*WHAT IS NEEDED*: Recast every line of the items below as a JSON list of strings, one string per line, skipping blank lines. Leave the pictures out of the answer.

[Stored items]
+--

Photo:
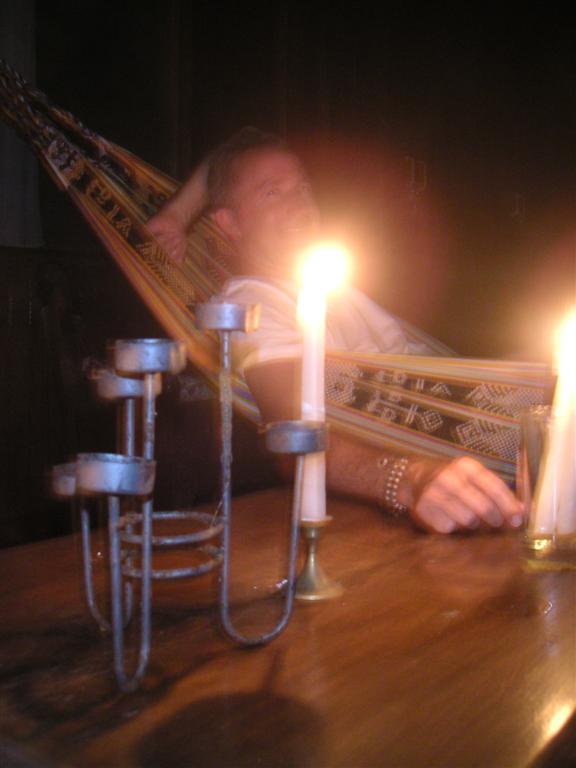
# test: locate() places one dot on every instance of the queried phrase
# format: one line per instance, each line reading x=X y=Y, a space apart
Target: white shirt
x=354 y=323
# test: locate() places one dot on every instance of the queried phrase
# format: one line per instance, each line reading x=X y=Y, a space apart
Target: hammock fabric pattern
x=439 y=405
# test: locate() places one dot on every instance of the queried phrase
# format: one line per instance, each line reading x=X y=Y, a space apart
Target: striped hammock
x=438 y=405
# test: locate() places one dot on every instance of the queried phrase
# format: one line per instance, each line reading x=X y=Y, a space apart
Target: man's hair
x=220 y=175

+--

*ANSWER BELOW*:
[
  "Photo:",
  "# test: locate() places one dot on every instance of the queried phrase",
  "# format: one line per instance, each line reading x=X y=Y, a space apart",
  "Target: white shirt",
  "x=354 y=323",
  "# test: locate() places one dot on every instance of the queried phrase",
  "# format: one line per instance, each line reading x=X y=Y, a space apart",
  "Target: hammock fabric pattern",
  "x=439 y=405",
  "# test: locate() places one dot on every instance of the queried phrase",
  "# format: one line per instance, each line reading x=X y=Y, a space apart",
  "Target: striped hammock",
  "x=438 y=405",
  "# test: locate() places one dot on every instance of the queried phrase",
  "# format: one line per instance, each line reading x=X y=Y, a space apart",
  "Target: man's hair",
  "x=220 y=175"
]